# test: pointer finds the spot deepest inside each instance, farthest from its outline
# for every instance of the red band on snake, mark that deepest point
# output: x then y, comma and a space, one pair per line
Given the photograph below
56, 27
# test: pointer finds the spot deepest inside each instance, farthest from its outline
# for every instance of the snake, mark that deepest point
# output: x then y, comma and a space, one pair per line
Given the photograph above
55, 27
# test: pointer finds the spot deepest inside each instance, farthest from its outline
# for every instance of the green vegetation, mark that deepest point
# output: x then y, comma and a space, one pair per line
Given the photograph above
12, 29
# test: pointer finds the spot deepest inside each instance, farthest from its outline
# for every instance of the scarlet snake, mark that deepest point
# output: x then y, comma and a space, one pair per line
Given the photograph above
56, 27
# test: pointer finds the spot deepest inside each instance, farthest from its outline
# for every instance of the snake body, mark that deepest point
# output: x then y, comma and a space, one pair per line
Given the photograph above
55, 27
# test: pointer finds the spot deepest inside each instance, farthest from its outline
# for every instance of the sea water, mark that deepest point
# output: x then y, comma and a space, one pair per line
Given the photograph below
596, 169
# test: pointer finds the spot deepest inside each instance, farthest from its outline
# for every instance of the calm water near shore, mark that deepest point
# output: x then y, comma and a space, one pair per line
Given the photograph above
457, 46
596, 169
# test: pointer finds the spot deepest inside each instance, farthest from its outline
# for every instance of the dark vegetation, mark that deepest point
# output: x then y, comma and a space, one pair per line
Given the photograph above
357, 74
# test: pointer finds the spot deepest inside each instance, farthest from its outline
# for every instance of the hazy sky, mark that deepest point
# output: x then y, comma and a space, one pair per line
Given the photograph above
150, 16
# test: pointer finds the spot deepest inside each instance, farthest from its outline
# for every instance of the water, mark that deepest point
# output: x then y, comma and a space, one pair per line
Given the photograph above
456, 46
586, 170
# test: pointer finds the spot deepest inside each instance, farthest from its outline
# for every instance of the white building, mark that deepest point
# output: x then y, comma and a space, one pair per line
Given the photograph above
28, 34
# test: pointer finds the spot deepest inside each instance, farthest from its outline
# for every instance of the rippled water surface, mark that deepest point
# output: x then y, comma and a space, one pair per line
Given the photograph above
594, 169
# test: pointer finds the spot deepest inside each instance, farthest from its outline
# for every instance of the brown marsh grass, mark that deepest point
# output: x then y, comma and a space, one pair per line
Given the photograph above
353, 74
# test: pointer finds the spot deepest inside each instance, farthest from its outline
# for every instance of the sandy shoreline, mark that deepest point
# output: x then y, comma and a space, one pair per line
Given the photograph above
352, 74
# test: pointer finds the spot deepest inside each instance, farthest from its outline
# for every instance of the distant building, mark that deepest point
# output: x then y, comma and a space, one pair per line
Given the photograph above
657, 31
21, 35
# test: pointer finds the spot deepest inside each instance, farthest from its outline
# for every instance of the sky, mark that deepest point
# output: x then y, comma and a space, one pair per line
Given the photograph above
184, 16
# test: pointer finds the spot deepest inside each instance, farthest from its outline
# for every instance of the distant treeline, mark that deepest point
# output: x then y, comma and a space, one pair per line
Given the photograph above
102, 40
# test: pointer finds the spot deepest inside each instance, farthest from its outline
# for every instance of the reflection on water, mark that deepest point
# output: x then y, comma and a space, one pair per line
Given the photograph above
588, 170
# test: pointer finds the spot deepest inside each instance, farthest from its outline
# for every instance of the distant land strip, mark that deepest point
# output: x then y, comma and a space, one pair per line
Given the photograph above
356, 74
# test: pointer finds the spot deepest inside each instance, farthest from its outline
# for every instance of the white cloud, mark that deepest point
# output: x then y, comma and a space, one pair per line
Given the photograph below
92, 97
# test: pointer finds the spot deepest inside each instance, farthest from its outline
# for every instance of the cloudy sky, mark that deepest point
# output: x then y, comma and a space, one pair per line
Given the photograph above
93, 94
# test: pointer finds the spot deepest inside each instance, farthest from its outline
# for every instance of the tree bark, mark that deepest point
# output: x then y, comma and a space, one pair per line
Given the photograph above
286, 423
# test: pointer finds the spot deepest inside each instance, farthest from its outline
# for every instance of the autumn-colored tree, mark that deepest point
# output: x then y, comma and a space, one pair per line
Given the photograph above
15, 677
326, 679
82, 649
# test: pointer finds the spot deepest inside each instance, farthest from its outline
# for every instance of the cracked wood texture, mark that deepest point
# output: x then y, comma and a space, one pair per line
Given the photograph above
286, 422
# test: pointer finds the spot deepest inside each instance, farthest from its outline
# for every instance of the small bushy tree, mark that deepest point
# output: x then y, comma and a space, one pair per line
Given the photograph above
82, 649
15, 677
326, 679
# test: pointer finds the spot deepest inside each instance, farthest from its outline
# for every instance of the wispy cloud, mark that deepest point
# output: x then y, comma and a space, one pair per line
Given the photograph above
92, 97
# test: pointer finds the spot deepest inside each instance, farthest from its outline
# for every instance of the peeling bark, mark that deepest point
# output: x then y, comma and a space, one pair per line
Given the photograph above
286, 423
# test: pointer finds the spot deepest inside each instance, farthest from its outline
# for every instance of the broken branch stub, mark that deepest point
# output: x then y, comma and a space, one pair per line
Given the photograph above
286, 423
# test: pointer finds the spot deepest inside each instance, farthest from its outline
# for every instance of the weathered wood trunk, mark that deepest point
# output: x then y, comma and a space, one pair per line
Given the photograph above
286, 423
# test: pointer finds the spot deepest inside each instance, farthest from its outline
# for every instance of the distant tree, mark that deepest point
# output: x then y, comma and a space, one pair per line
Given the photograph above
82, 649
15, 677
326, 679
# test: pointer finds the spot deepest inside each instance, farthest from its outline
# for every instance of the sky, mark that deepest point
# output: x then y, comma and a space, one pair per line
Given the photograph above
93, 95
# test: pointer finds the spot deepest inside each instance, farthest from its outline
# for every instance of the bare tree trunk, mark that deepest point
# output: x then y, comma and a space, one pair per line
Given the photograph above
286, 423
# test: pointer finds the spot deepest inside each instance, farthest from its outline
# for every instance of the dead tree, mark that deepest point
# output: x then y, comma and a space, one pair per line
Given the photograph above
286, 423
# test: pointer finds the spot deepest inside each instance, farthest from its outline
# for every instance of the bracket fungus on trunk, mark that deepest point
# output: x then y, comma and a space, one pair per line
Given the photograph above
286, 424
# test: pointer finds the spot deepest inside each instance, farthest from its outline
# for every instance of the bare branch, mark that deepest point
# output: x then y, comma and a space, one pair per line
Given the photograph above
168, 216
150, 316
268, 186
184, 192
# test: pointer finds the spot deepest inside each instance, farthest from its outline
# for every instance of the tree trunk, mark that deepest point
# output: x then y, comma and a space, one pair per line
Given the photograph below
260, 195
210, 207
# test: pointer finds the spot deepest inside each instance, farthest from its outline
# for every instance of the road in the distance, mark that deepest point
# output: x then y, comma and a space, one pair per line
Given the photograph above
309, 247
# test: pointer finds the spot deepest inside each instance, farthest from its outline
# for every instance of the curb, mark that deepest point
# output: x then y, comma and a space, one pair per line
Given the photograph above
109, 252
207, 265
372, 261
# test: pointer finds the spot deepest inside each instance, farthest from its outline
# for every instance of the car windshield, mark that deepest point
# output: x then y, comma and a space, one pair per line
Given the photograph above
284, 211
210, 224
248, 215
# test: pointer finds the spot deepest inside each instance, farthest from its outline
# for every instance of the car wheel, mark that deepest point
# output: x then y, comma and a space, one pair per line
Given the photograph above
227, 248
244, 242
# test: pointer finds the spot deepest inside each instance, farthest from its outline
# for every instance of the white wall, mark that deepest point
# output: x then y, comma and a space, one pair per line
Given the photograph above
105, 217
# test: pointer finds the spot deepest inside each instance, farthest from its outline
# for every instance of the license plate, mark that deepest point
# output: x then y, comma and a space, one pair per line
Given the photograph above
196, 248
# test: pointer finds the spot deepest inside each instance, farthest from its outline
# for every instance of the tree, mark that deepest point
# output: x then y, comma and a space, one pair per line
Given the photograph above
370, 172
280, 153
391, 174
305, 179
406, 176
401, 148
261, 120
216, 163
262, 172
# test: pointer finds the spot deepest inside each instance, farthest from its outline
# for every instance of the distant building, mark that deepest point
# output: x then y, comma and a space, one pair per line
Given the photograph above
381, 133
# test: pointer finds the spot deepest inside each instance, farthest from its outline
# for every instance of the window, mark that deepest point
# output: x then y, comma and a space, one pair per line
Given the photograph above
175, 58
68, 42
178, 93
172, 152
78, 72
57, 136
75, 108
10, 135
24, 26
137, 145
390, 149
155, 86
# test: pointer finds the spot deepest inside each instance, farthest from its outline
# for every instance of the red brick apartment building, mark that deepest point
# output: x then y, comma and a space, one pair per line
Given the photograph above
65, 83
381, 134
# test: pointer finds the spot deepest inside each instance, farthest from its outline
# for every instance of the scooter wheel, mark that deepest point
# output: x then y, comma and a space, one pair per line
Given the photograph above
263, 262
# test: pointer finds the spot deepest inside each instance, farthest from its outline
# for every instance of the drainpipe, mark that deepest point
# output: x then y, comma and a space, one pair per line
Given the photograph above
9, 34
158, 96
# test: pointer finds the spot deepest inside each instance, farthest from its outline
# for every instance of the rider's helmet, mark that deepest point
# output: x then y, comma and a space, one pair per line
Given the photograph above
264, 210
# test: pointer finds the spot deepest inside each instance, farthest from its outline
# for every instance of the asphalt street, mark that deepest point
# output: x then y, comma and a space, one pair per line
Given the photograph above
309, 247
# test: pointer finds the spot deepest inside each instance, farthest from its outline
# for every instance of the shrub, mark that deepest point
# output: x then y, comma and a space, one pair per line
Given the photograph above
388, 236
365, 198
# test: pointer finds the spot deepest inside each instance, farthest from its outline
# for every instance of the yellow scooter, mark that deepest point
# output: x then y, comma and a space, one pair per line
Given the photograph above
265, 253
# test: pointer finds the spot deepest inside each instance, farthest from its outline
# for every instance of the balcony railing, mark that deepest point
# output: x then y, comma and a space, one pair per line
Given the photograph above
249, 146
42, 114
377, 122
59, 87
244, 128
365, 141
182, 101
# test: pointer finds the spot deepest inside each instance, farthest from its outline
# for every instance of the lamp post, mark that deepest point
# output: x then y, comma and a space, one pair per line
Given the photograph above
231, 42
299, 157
....................
▶ **Description of the task**:
Report every line in the records above that contains the word "wheel", copying each one in full.

▶ **Answer**:
# for every instance of the car wheel, mark that deepest point
# for every instance of the scooter wheel, mark that deepest point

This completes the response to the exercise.